→ **Extracted text**:
Context 4 – features as abstract variables of latent representation spaces of objects
The internal processes of many ML-algorithms, especially neural networks, map the data points (or vector) representing objects in the variable space of the input data to data points (or vector) in an internal or latent representation space. A ML-algorithm, e.g. an ANN, can be regarded as a complicated function mapping a vector of a high dimensional vector space to a vector of another vector space which a typically lower number of dimensions.

In the case of ANNs these internal representation spaces relate to vectorized data which are produced by neurons of a special (flat) layer of neurons. Such a layer typically follows a sequence of other analyzing and processing layer and summarizes in a way the results. The output of each of the neurons in this special inner layer can be regarded as a variable for a vector component. The processed data for a specific object thus lead to specific values corresponding to data points in an abstract multidimensional space. If such data are externalized and not directly subject to further internal and classifying networks then we speak of an accessible latent space.

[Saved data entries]

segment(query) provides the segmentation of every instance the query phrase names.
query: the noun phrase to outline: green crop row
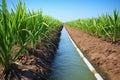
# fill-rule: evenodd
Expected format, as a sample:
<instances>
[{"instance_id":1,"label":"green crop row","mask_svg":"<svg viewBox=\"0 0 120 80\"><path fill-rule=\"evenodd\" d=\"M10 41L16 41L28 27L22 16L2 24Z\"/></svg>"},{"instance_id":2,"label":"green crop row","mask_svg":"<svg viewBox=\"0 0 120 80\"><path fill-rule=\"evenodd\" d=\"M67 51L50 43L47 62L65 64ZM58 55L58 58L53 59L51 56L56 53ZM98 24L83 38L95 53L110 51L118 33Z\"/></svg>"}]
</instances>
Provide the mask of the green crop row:
<instances>
[{"instance_id":1,"label":"green crop row","mask_svg":"<svg viewBox=\"0 0 120 80\"><path fill-rule=\"evenodd\" d=\"M26 47L34 47L51 31L57 29L61 22L43 16L42 11L27 11L20 0L11 12L7 10L5 0L2 0L0 7L0 64L6 73L12 64L16 64L16 59ZM12 48L15 45L20 49L14 53Z\"/></svg>"},{"instance_id":2,"label":"green crop row","mask_svg":"<svg viewBox=\"0 0 120 80\"><path fill-rule=\"evenodd\" d=\"M113 16L107 14L98 18L79 19L66 22L66 25L77 27L92 35L109 38L113 42L120 38L120 16L116 10Z\"/></svg>"}]
</instances>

→ **What to produce**: Reproduce the passage on latent representation spaces from "Context 4 –" up to and including "number of dimensions.".

→ **Full output**:
Context 4 – features as abstract variables of latent representation spaces of objects
The internal processes of many ML-algorithms, especially neural networks, map the data points (or vector) representing objects in the variable space of the input data to data points (or vector) in an internal or latent representation space. A ML-algorithm, e.g. an ANN, can be regarded as a complicated function mapping a vector of a high dimensional vector space to a vector of another vector space which a typically lower number of dimensions.